Stored data entries:
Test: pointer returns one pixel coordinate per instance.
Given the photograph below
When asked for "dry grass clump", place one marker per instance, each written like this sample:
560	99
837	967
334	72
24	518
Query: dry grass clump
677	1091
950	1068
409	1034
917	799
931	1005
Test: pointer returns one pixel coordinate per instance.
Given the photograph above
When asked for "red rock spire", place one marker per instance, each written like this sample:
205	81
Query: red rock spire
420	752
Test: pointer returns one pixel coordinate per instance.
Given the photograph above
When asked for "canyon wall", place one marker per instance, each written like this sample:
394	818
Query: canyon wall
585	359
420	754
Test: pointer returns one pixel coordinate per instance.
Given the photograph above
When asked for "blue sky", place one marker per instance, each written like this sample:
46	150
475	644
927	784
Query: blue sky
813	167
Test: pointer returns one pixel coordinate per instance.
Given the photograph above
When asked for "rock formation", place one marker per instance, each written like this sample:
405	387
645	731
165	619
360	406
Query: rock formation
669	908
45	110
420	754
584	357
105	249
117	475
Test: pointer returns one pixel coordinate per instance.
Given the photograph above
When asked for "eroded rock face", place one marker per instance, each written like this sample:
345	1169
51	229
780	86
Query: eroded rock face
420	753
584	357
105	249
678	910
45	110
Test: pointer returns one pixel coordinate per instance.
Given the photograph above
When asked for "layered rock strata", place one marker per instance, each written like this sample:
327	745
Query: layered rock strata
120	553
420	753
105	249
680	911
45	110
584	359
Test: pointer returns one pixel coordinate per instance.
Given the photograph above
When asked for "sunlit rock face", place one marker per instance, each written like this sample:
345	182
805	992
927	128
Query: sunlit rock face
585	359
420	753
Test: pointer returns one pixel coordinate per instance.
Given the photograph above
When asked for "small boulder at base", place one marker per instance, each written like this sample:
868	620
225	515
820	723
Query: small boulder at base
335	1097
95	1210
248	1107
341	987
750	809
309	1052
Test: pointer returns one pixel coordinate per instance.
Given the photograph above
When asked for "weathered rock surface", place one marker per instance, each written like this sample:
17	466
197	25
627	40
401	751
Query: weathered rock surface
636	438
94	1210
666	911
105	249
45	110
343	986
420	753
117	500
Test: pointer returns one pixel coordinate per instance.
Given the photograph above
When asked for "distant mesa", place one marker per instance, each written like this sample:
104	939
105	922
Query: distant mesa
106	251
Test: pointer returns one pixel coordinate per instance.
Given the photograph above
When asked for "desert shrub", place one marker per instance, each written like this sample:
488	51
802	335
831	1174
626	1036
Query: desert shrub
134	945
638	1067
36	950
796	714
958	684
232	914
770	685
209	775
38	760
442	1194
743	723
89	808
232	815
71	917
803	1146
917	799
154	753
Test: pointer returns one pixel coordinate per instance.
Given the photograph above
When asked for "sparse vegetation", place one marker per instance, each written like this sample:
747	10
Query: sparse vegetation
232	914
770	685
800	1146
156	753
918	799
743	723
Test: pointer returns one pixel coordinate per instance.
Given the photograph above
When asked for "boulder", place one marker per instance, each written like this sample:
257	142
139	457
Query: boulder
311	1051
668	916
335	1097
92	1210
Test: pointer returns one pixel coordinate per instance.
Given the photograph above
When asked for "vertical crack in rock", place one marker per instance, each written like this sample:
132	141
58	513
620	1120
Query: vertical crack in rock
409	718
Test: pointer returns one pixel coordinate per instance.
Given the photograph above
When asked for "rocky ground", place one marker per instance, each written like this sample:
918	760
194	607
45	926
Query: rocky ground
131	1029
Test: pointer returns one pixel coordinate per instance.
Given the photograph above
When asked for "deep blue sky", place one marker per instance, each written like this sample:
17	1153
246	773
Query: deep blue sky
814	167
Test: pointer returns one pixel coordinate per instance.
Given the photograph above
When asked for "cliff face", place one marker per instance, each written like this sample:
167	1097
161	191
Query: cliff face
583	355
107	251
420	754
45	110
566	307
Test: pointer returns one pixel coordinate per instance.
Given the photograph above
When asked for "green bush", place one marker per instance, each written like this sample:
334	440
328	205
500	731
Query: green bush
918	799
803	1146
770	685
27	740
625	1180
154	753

### Written problem
Write the listing out again, exactly as it reads.

### Solution to this exercise
Test: pointer returns one pixel coordinate per instance.
Given the photograph below
When asked for "dry grass clump", place one marker per instance, each written like this sample:
560	99
837	967
334	72
24	518
Query: dry grass clump
677	1091
950	1068
409	1034
917	799
931	1005
Test: pointer returns one pixel coordinate per instance.
Given the photograph above
When asked for "red rock spire", place one marker per instance, each written like this sample:
205	81
Query: red rock spire
420	752
Test: pointer returns one pixel coordinate per instance.
Given the photograph above
When asked for "canyon wall", place one marker per instance, each written like this sample:
394	818
Query: canyon wall
585	359
420	754
Test: pointer returns one pixel coordinate per instance.
Given the photograph above
When asked for "blue sky", place one marker per instance, each written like this sample:
46	150
475	644
927	784
Query: blue sky
813	167
Test: pointer returns one pixel coordinate per instance.
Given the photograph above
When asked for "rock formation", place one marker per instance, each written like this sample:
405	387
645	731
165	619
360	406
Query: rock formation
669	908
45	110
420	754
584	357
105	249
117	475
Test: pointer returns one pixel coordinate per instance.
Given the photograph above
When asked for "eroded rock face", place one marker per instance, each written like this sample:
345	1169
51	229
780	86
Query: eroded rock face
420	753
584	357
105	249
678	910
45	110
Test: pointer returns one pixel coordinate per instance.
Given the photograph above
When asked for "layered rock strata", place one marker per instance, each written like this sample:
327	745
Query: layered rock strata
120	553
420	753
105	249
680	911
45	110
584	359
Test: pointer returns one pixel coordinate per instance.
Given the photograph above
When asked for "sunlit rock face", place one marker per instance, each written like this sample:
345	182
805	992
927	128
Query: sunlit rock face
585	359
420	753
Test: pointer returns one pixel coordinate per instance.
Given the photograph above
When asked for "small boulder at base", place one marker per instance, each written like this sample:
868	620
225	515
820	723
Query: small boulder at base
335	1097
95	1210
248	1107
341	987
750	809
309	1052
Test: pointer returns one pixel coordinate per instance.
Given the photograph above
When asked for "weathered rock surface", place one marker per instance, each written like this sample:
17	466
197	25
627	40
401	751
Query: weathered rock surface
636	438
94	1210
666	911
105	249
45	110
343	986
420	753
117	500
Test: pointer returns one pixel coordinate per instance.
Given the photograph above
When asked for "distant mesa", place one marker per instance, each written like this sample:
104	939
105	922
Query: distant mesa
106	251
Test: pointer returns one pixel coordinate per instance.
Given the photograph above
When asked for "desert shrub", place one marker per instance, each written like this sample:
488	51
802	335
831	1174
626	1036
Query: desert shrub
134	945
638	1067
36	950
796	714
958	684
232	914
770	685
209	775
38	760
442	1194
743	723
89	808
232	815
71	917
803	1146
917	799
154	753
Test: pointer returns one pixel coordinate per instance.
Given the photograph above
When asked for "sparse vegetation", place one marker per instance, each written like this sample:
747	10
Query: sparse vegetation
232	914
770	685
800	1146
156	753
918	799
743	723
Test: pointer returns one pixel coordinate per instance.
Given the photograph above
When asked for "boulder", place one marker per instance, each written like this sample:
257	142
139	457
Query: boulder
311	1051
668	916
335	1097
92	1210
Test: pointer returns one pixel coordinate per instance.
Given the photograph above
When asked for "vertical crack in rock", place one marker per instance, each written like this sample:
132	141
58	513
620	1120
Query: vertical crack in rock
409	718
Test: pointer returns one pixel coordinate per instance.
Given the photograph above
When asked for "rocky ground", place one marker per instance, each written like this sample:
918	760
194	607
45	926
Query: rocky ground
131	1029
Test: pointer returns one pixel coordinate per instance.
Given the photograph above
When asked for "deep blue sky", place one marker per instance, each written like this sample:
17	1153
246	773
Query: deep blue sky
814	167
Test: pointer returns one pixel coordinate per instance.
Given the photograph above
When asked for "cliff face", place one marker per instance, each written like this sample:
167	1097
161	191
Query: cliff face
583	355
107	251
420	754
45	110
566	307
Test: pointer returns one pixel coordinate per instance.
Given the photograph above
When asked for "green bush", place one marker per instance, each written like this sample:
334	440
328	205
500	731
Query: green bush
918	799
803	1146
770	685
27	740
625	1180
154	753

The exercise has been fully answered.